▶ [To do]
1. Decide whether each statement agrees with the thread below about the complement of a finite set. Answer yes or no for each, and quote the words from the thread that settle it.
(a) The asker found the example of an open set in Chapter 1 of Allen Hatcher's notes.
(b) The first answer takes δ to be the largest distance from x to the excluded points.
(c) The first answer says its argument works only for the set {1, 2, 3}.
2. In the thread below about the complement of a finite set, what reason does the second answer give for every finite set being closed?

The complement of a finite set in $\mathbb{R}$ is open?

Question

I was reading " Notes on Introductory Point - Set Topology" by Allen Hatcher, Chapter 1 as he gave as an example of an open set : " the complement of a finite set in $\mathbb{R}$ ". I want to prove this but I do not know how like if I have the following closed set $\{1, 2 ,3 \},$ how to prove that its complement is open?

Answer 1

Let $X=\mathbb R\setminus\{1,2,3\}$. Let $x\in X$ be given. Take $\delta=\min\{|x-1|,|x-2|,|x-3|\}$ i.e. the minimum distance from $x$ to one of the excluded points. Then $\left(x-\frac\delta2,x+\frac\delta2\right)$ contains $x$ and is completely contained inside $X$. Since $x\in X$ was aribitrary, $X$ is open.

There's nothing magic about the set $\{1,2,3\}$ in this proof -- the same argument could be applied to any finite set.

Answer 2

Well, every finite set is close (with the Euclidean metric) because a finite set has no limit points.

▶ [Rows]
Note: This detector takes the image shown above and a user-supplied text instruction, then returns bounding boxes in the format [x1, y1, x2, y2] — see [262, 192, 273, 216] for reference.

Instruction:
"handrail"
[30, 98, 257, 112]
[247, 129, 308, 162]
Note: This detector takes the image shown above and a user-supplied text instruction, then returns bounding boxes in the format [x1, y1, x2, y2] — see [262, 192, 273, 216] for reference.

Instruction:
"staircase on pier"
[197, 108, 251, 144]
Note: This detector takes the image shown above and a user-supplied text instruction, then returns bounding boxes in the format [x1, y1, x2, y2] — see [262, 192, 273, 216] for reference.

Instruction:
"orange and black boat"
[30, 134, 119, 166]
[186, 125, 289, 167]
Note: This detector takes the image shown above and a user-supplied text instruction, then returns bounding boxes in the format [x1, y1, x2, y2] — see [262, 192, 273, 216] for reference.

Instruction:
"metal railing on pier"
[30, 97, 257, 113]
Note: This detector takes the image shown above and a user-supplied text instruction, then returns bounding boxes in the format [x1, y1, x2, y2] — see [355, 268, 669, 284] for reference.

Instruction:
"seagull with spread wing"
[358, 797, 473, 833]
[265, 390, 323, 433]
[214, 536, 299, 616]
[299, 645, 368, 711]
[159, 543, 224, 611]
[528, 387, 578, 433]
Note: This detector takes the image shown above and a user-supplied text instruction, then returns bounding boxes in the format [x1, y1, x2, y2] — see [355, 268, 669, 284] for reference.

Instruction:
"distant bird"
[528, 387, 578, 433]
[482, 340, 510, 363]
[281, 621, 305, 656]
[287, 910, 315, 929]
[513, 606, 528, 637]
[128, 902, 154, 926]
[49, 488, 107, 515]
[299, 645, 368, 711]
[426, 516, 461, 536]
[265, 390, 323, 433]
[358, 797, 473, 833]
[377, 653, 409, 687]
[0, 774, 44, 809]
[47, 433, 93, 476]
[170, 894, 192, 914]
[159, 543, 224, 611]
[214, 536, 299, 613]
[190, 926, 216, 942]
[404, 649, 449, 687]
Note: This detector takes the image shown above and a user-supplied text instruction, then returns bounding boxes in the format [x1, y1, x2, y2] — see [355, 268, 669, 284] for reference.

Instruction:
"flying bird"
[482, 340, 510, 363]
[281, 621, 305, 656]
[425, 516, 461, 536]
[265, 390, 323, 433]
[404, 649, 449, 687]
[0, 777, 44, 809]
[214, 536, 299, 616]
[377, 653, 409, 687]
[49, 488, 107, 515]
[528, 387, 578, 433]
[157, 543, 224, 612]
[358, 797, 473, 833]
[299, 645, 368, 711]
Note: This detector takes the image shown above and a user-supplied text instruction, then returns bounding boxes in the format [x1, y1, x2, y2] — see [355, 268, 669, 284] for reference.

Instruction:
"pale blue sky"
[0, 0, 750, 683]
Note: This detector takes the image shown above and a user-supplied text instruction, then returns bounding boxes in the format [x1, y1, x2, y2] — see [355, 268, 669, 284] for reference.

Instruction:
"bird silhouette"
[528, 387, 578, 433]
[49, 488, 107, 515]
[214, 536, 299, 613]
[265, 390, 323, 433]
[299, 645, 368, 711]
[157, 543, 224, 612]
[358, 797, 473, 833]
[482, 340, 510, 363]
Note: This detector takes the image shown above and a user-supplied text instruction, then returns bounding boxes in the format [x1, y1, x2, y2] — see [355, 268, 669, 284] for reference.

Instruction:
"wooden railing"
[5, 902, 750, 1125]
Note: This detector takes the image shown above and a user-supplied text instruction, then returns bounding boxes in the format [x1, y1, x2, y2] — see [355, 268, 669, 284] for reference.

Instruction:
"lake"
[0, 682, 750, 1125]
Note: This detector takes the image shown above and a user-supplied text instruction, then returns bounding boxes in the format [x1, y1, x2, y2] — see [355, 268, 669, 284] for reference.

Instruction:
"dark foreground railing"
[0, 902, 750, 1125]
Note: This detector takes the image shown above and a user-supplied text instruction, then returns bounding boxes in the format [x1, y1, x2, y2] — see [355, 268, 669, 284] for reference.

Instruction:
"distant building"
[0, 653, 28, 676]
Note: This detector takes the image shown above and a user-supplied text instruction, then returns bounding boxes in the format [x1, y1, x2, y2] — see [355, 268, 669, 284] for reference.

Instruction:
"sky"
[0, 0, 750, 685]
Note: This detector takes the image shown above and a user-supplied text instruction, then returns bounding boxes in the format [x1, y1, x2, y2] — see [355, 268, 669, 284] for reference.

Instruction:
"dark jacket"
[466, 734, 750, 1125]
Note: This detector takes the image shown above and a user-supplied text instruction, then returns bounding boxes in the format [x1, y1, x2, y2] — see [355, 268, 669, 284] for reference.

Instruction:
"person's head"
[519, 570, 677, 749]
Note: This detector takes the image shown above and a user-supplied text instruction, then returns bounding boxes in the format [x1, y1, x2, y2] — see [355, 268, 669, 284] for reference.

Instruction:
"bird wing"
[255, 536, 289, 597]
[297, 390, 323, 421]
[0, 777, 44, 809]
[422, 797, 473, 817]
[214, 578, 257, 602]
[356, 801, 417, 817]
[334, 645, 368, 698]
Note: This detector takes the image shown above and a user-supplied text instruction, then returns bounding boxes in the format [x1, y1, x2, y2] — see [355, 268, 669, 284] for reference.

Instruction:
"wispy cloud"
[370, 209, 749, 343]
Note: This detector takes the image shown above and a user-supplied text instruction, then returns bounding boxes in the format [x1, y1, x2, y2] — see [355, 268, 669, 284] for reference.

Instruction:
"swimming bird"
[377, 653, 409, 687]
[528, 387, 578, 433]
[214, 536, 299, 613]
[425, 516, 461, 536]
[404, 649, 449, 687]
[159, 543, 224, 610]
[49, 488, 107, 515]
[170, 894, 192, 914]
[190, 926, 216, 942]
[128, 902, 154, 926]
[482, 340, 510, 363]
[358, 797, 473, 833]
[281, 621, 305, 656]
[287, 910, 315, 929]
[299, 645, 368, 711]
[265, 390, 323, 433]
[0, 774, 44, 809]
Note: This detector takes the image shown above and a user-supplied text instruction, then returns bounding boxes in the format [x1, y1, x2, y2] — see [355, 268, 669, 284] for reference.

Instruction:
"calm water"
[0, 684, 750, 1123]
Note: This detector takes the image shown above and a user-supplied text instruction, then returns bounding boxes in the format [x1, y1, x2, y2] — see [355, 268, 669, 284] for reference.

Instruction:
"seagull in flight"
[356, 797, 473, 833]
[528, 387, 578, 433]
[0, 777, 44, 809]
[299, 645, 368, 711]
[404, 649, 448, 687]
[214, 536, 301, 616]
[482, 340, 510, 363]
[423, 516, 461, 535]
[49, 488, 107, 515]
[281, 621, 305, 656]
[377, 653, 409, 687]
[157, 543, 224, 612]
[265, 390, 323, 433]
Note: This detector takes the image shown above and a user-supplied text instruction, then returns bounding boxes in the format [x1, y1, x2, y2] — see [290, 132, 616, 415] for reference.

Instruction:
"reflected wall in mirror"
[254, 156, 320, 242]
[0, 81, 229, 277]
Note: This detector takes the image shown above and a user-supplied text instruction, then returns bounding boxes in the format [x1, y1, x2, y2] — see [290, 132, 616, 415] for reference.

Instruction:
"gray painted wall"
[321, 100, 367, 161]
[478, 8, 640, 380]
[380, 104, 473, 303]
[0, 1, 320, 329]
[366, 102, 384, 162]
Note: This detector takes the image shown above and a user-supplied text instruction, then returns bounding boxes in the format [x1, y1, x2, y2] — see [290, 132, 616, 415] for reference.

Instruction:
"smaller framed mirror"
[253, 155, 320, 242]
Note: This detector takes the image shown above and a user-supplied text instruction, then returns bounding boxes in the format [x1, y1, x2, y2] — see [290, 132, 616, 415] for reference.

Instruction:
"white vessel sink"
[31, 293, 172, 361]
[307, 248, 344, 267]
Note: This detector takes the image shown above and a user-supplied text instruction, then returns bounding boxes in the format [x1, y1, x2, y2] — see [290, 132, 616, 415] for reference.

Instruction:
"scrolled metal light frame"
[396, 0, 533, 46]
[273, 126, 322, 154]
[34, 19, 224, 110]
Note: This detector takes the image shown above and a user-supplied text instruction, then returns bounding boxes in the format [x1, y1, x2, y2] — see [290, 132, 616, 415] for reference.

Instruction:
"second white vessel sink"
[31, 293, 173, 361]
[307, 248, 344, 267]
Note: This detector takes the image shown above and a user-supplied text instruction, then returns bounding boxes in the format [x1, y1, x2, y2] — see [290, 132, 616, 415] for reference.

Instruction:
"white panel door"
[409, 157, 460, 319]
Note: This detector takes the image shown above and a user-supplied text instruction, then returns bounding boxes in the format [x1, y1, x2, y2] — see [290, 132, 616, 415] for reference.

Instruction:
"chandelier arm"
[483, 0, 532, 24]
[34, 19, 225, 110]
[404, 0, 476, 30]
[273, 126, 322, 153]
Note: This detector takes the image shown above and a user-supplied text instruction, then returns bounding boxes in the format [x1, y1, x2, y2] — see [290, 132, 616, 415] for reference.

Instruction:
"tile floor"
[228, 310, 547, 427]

▶ [Responses to the exercise]
1.
(a) Yes: "by Allen Hatcher, Chapter 1 as he gave as an example of an open set"
(b) No: "i.e. the minimum distance from $x$ to one of the excluded points"
(c) No: "the same argument could be applied to any finite set"

2. A finite set has no limit points.